TASKS FOR THIS EXERCISE:
a) Answer these questions about the Checkerboard Chatter post:
(i) Why was there no week 1 entry?
(ii) What did Derek Dooley say this Vols squad had no number of?
(iii) Which opponent did the Vols beat in week 1?
b) Can you rewrite the paragraph of the Checkerboard Chatter post that begins "Lets get right into Saturday's game" as a short bulleted list that keeps its main facts?

TEXT TO READ:
■ ■ ■ ■ ■ ■ ■
Dishonesty, Dooley, Ducks, and the Director of Athletics
Dishonesty, Dooley, Ducks, and the Director of Athletics
Let me start off by welcoming everyone back to the 2010 version of Checkerboard Chatter. The Chatter formally apologizes for not posting a week 1 entry after the romp over UT-Martin. I was 3 days removed from the birth of my second son and had little time and even less of the mental energy required to opine thoughts regarding the game.
Lets get right into Saturday's game. Oregon was far better than us. They had better football players at almost every position. I heard Derek Dooley say in the preseason that this Vols squad had some good number 1's and some good number 3's but no number 2's. He was, of course, referring to the depth chart. This showed big time against Oregon. When our number 1's grew tired we had no one to fall back on. We probably quit late and that was disheartening. If the rest of our football games this year were 30 minutes long as opposed to 60 I would feel much better about this season's outcome.
■ ■ ■ ■ ■ ■ ■
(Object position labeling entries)
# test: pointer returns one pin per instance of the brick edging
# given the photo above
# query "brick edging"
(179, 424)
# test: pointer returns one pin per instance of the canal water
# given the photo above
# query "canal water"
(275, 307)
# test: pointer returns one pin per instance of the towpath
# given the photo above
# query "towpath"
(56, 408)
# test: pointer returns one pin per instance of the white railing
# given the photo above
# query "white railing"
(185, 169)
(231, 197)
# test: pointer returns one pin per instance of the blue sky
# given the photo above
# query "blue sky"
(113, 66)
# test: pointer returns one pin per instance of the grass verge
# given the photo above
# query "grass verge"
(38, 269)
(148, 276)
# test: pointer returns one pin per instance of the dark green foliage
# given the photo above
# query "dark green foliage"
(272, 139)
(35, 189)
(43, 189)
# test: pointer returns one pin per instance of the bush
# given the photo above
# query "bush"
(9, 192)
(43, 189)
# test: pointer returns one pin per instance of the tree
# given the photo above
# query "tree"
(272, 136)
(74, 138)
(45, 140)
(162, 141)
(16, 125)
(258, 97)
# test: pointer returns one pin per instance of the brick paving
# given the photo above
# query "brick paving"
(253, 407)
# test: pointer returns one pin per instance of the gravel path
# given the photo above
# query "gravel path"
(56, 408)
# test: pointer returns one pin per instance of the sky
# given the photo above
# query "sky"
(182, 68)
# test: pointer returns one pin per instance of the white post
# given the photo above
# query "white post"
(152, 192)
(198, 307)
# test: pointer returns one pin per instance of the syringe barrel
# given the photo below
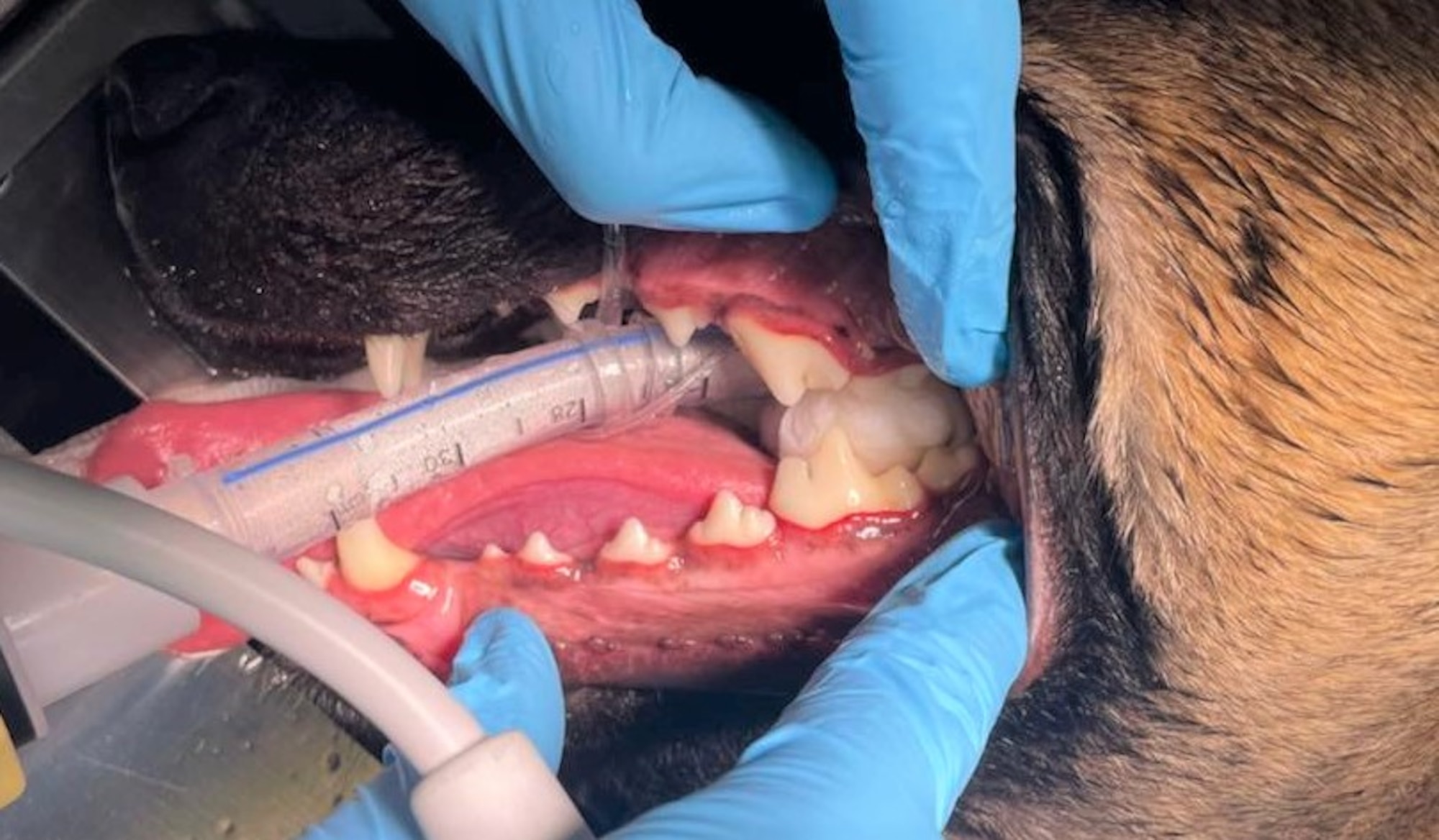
■ ■ ■ ■ ■ ■ ■
CORRECT ANSWERS:
a)
(i) The writer was three days removed from the birth of a second son and had little time and even less mental energy to write about the game.
(ii) Number 2's on the depth chart.
(iii) UT-Martin.

b)
- Oregon was far better than the Vols and had better players at almost every position.
- In the preseason, Derek Dooley said the squad had some good number 1's and number 3's but no number 2's on the depth chart.
- This lack of depth showed against Oregon: when the number 1's tired, there was no one to fall back on.
- The team probably quit late, which was disheartening.
- The writer would feel better about the season if games lasted 30 minutes instead of 60.